__EXERCISE REQUIREMENTS__
Full transcription, minus images: write out the listing below exactly as it appears.

__DATASET CONTENT__

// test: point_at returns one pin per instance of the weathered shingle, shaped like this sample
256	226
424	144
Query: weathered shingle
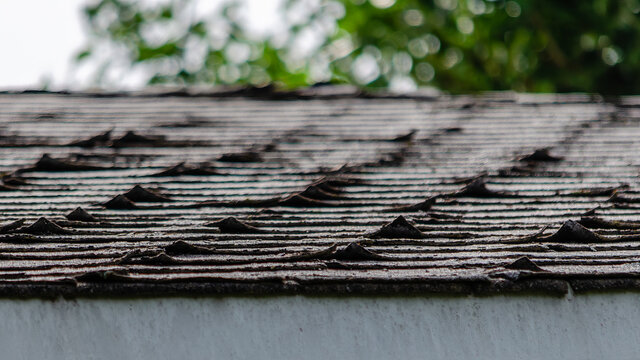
329	194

__WRITTEN RESPONSE__
// test: point_at returns one pin per instance of the weathered shingle, shaped like this sample
256	226
424	144
Query: weathered shingle
329	194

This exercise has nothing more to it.